## PASSAGE PROVIDED

25th Outback Bowl - Florida Gators v Penn State Nittany Lions Photo by Al Messerschmidt/Getty Images

When I was planning on writing this open thread for Monday, it was going to be about whether you and I were freaking out about the sky falling in recruiting in regards to Florida’s relatively unimpressive Friday Night Lights haul.

When I was planning on writing this open thread for Tuesday, it was going to be about the continued revelations about several Florida Gators’ dispute with now-infamous Gainesville Enterprise employee and purported gambler Tay Bang — and how they have been played up and co-opted and understood as whatever people have wanted them to be.

Now, on this Wednesday, we have a more tragic thing to talk about, seemingly, in the form of yet another allegation that Urban Meyer sacrifices too many things in the name of winning — and has done so for years.

College football reporter Brett McMurphy, who uses Facebook better than most of us, reported Wednesday morning that previous claims that Meyer did not know about allegations of domestic abuse against former Ohio State receivers coach Zach Smith are false, belied by evidence in the form of text messages between Smith’s ex-wife, Courtney; Meyer’s wife, Shelley; and the wife of Ohio State football operations director Brian Votolini, and images documenting her abuse that Courtney Smith claims she shared with various wives of Ohio State football personnel.

McMurphy doesn’t quite have a smoking gun, to my reading, in regards to Meyer knowing about Zach Smith’s abuse circa 2015. The reader’s evaluation of the claim that Urban Meyer knew about that period of Zach Smith’s abuse and a specific October 2015 incident that led to the Smiths separating hinges on what the reader thinks of a text in which Shelley Meyer tells Courtney Smith she would have to inform Urban of the allegation and a pair of texts from Lindsey Votolini — “He (Urban) just said he (Zach) denied everything” and “He (Urban) doesn’t know what to think” — seemingly confirming that Meyer was notified of the allegations against his assistant coach.

There’s some plausible deniability there, I’d concede, and though the wives of football coaches on a given staff are generally very tight-knit, it’s also plausible that they would rally around one of their own while not escalating allegations of abuse against a coach except through backchannels — or at all.

But I find what McMurphy reports about how Meyer suppressed a previous allegation of abuse against Zach Smith during their time together at Florida far more damning.

McMurphy writes that Courtney Smith alleges that her then-husband first abused her in June 2009. Per Courtney, Zach — then on Meyer’s staff for the fourth year, and second as a Florida graduate assistant — threw her into a wall after a late-night argument over whether a woman Smith says was Meyer’s secretary could sleep at the Smiths’ domicile.

And this happened not just while his wife was pregnant, but on their one-year anniversary.

(Coordinate labeling rows)
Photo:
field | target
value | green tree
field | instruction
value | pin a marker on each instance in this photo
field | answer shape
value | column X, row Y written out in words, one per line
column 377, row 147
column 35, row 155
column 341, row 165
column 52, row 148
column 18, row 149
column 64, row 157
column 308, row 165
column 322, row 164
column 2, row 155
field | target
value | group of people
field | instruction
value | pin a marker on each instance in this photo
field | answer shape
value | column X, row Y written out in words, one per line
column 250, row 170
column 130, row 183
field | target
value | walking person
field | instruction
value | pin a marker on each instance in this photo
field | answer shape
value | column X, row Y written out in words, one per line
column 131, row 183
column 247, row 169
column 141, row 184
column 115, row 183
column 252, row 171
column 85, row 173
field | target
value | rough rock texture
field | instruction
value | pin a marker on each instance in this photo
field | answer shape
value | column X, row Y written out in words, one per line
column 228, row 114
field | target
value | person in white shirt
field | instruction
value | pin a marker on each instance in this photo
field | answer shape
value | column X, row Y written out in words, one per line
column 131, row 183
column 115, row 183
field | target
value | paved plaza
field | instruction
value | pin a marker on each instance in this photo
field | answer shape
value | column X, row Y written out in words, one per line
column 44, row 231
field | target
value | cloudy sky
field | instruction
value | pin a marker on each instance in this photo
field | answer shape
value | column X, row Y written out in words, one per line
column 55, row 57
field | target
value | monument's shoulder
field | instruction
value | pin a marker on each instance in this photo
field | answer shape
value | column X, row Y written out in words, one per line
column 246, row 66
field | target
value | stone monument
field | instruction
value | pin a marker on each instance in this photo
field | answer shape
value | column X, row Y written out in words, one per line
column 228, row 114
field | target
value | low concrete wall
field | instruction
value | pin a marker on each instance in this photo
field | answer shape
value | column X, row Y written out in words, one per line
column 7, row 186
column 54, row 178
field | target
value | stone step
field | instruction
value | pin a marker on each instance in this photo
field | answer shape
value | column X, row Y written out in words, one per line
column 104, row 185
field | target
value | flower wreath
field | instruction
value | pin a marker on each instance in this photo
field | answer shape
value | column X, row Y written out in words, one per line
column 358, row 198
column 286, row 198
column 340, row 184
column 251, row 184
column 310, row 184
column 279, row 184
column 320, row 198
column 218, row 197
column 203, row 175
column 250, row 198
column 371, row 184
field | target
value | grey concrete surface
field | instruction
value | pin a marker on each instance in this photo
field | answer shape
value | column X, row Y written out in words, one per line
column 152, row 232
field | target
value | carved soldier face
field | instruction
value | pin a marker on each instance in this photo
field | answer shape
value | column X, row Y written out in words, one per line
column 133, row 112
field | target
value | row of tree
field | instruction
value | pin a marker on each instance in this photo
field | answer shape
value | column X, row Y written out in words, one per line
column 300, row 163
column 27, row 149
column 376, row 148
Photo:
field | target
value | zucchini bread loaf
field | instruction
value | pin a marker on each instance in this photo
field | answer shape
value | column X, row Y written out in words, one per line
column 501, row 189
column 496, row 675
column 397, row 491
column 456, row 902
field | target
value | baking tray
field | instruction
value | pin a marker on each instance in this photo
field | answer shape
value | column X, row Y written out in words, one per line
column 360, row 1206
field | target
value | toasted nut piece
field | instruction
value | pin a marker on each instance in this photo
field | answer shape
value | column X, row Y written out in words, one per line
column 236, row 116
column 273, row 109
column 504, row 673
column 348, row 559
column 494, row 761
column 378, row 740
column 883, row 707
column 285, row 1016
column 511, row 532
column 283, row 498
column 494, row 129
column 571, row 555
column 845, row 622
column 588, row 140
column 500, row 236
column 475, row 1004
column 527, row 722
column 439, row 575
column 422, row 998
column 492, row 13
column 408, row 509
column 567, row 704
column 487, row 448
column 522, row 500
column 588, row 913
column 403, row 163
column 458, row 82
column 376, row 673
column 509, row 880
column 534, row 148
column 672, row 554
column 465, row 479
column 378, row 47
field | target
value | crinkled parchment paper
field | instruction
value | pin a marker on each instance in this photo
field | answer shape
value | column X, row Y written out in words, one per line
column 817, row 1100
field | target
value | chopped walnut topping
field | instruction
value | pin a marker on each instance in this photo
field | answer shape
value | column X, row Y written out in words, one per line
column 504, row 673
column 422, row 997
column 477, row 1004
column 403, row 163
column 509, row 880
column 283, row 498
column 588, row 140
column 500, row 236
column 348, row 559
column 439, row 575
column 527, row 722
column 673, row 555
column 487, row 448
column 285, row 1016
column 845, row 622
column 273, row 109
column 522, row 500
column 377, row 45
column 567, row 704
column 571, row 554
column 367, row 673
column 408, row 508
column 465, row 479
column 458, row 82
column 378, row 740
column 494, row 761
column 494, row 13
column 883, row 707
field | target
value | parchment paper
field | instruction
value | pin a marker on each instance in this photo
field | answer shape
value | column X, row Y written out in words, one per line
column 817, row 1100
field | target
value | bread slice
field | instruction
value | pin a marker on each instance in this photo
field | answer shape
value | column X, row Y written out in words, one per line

## DIRECTIVES
#1 Answer these questions about the column on Urban Meyer.
(a) Which college football reporter reported the claims on Wednesday morning?
(b) In what month and year does Courtney Smith allege her then-husband first abused her?
(c) What position did Zach Smith hold at Florida at that time?
#2 Locate every line of the rows that holds the word "person", and copy each one.
These rows are unrelated to the column on Urban Meyer.

## EXPECTED ANSWERS
#1
(a) Brett McMurphy
(b) June 2009
(c) Florida graduate assistant

#2
value | walking person
value | person in white shirt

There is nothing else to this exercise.